▸ **TASK GOAL**:
What is the number of lines below that include "dress"? Give that number alone.

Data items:
--- START ---
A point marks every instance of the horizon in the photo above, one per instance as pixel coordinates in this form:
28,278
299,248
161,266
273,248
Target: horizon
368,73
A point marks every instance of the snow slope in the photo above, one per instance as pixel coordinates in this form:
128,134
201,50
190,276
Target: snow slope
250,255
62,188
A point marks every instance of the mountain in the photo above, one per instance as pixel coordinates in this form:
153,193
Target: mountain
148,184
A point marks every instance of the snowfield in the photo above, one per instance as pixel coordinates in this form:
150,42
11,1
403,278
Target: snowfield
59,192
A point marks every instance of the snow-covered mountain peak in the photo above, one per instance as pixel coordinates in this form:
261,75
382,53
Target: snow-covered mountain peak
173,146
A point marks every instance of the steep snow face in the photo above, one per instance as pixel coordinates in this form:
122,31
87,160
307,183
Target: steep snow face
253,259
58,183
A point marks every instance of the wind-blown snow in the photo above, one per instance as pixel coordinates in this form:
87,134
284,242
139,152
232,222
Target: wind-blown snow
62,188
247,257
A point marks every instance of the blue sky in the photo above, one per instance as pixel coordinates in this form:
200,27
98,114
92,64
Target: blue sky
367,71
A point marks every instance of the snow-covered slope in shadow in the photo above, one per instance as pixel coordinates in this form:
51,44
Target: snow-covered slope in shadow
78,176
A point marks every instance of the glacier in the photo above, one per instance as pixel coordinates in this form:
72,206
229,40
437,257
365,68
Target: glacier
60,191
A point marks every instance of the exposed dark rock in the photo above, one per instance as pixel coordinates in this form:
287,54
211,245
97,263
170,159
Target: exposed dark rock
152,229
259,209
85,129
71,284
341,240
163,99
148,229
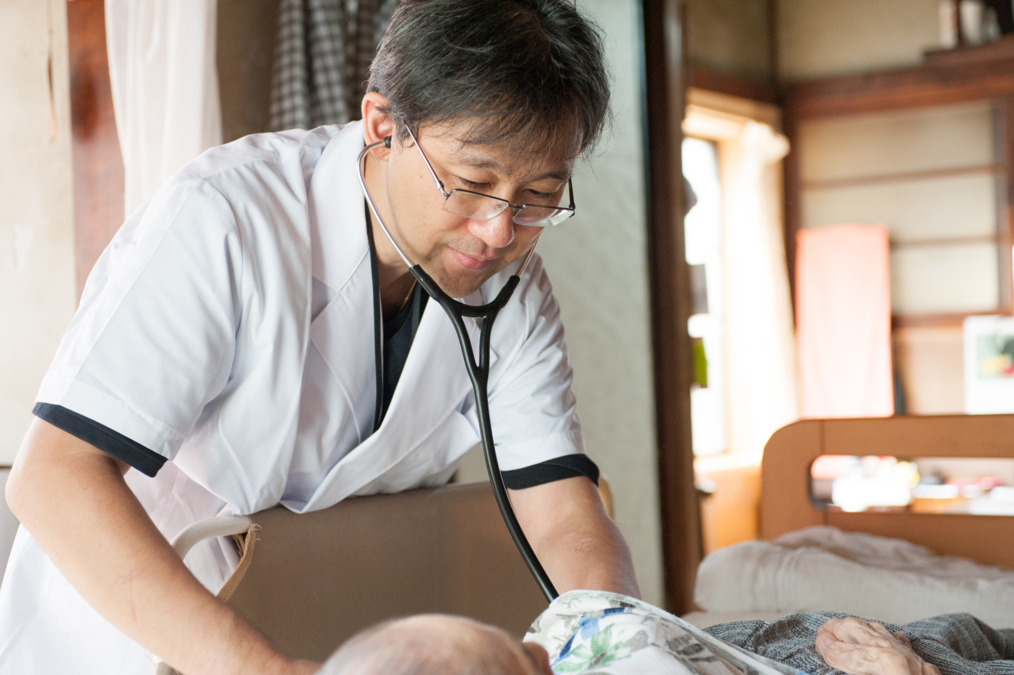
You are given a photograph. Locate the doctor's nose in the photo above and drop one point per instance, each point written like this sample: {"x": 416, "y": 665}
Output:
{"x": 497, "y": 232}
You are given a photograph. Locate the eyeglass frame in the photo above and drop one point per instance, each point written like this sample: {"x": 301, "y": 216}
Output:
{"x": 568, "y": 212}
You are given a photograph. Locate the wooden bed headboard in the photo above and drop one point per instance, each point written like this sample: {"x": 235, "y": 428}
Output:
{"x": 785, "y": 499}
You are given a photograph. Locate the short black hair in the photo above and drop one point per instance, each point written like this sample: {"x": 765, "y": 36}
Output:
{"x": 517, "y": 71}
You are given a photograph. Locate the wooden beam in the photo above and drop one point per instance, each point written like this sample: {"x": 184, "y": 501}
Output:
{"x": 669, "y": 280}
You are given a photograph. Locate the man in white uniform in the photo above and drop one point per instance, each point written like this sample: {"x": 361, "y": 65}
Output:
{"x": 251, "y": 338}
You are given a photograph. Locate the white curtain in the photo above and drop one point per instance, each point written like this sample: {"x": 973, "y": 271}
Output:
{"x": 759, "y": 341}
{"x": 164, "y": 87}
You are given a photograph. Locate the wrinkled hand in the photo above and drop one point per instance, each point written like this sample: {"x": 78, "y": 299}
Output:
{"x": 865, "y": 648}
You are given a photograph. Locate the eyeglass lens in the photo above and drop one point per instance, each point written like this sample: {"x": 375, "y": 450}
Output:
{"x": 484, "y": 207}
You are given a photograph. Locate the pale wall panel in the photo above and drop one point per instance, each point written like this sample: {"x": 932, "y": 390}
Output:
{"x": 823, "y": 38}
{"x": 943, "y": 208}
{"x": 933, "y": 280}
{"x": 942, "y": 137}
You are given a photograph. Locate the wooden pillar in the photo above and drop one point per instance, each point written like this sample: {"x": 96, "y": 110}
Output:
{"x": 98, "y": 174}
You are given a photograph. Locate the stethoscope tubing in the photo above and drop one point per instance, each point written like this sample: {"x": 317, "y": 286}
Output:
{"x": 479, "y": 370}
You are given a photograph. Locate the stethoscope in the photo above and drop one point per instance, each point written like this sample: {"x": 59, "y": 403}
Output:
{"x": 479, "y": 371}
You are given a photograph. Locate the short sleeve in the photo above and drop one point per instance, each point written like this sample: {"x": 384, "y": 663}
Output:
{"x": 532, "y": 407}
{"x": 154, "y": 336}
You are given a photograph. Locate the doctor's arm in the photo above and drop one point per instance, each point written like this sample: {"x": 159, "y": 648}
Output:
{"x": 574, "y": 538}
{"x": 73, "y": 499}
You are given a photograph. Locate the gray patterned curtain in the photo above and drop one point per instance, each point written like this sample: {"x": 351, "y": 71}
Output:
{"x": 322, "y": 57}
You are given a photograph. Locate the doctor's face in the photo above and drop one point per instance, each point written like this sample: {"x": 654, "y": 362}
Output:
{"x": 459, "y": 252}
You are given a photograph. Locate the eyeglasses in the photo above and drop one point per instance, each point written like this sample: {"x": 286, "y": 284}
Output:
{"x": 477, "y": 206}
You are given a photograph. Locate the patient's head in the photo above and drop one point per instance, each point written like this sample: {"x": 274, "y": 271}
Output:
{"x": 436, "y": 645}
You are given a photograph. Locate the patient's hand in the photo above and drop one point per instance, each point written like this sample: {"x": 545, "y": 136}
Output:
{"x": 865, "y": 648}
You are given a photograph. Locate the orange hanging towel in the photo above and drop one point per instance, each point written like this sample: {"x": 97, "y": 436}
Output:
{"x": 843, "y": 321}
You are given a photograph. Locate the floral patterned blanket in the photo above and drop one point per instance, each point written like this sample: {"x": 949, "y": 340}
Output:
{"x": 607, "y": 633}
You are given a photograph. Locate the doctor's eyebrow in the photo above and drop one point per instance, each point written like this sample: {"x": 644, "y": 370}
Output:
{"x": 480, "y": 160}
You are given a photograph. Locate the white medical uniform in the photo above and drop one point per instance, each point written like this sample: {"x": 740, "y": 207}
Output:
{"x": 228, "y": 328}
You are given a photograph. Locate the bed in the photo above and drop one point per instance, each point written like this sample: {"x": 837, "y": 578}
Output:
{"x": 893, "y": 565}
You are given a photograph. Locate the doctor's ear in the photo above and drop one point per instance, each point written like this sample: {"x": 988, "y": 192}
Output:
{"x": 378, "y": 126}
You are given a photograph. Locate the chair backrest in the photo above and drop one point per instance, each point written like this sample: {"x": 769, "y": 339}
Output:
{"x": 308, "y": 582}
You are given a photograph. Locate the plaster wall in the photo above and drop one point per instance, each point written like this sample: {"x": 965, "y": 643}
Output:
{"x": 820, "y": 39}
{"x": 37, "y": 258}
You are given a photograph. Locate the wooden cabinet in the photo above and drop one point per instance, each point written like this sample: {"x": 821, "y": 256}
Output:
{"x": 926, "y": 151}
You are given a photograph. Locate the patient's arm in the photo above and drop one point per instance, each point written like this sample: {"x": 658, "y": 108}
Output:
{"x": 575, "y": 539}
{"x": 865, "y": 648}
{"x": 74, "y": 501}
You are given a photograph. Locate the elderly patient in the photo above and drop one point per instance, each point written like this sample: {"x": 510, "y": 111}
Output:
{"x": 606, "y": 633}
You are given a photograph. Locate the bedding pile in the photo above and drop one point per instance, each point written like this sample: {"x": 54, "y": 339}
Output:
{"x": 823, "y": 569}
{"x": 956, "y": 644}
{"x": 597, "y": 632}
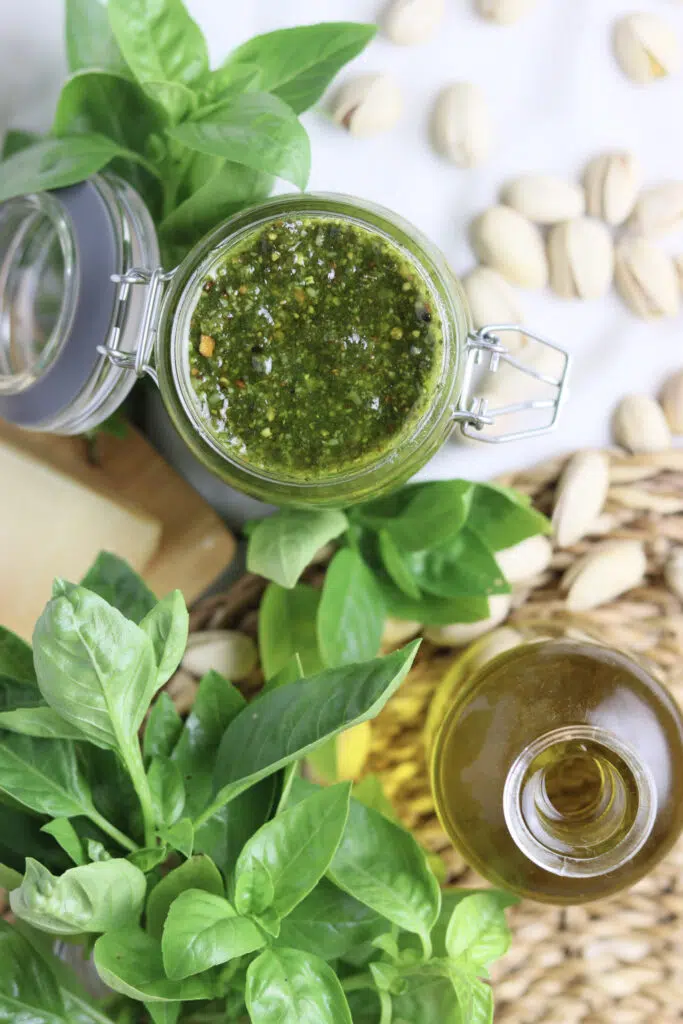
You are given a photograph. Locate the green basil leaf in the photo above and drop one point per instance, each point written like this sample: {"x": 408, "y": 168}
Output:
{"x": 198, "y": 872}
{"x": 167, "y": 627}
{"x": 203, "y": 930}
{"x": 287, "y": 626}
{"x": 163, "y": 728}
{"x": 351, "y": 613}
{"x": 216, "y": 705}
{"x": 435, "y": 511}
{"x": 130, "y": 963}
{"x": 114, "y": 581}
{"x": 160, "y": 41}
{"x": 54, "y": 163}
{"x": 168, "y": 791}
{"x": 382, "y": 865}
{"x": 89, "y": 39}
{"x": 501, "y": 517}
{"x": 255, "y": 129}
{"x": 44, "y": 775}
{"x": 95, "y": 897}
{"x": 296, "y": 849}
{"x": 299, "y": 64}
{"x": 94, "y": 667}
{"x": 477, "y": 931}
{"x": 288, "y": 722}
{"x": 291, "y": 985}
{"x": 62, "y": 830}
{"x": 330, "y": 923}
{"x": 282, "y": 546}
--- END ---
--- START ---
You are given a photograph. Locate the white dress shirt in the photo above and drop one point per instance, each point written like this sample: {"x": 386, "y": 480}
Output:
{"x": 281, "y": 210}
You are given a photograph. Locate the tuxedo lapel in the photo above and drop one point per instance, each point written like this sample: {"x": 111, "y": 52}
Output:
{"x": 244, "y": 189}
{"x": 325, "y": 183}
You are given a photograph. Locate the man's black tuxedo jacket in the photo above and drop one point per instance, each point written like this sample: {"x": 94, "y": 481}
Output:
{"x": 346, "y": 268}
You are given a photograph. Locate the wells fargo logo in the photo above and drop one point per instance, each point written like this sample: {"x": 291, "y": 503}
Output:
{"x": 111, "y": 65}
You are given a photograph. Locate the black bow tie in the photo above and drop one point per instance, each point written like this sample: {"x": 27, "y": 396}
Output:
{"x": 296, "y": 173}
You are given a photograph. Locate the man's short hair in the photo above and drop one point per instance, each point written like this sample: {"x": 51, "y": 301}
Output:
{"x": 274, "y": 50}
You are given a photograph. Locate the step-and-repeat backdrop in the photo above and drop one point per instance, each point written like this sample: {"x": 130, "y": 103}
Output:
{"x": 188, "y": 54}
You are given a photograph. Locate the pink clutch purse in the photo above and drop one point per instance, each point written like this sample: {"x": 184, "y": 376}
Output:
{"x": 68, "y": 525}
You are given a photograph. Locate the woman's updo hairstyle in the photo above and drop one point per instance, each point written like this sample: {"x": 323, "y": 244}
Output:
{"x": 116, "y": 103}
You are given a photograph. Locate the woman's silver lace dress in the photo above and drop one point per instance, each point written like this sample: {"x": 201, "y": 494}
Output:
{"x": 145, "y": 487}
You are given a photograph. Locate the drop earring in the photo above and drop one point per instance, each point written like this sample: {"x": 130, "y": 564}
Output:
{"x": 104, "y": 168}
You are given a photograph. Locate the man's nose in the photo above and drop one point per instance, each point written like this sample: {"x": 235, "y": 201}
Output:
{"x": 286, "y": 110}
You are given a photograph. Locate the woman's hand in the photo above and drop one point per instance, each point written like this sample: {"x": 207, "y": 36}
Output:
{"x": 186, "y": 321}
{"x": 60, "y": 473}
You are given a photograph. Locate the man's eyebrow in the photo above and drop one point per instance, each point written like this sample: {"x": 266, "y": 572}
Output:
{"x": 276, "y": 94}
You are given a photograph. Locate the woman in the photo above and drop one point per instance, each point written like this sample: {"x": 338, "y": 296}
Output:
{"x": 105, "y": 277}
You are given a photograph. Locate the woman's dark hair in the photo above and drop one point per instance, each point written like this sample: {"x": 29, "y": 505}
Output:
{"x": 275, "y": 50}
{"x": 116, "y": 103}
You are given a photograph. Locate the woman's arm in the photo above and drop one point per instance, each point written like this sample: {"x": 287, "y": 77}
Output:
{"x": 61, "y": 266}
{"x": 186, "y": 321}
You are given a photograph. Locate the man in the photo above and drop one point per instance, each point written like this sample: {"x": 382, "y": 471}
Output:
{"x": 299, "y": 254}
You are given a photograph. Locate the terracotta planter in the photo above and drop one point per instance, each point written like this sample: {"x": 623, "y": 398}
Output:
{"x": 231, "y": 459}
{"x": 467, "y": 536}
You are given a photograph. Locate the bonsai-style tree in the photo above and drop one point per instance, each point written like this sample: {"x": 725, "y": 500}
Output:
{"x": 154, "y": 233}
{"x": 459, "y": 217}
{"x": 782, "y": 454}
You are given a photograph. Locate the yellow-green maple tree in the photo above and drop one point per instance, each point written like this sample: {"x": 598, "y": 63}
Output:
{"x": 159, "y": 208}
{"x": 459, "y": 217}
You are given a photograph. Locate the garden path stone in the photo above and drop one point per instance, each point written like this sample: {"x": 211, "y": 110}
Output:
--- END ---
▸ **EXPECTED OUTPUT**:
2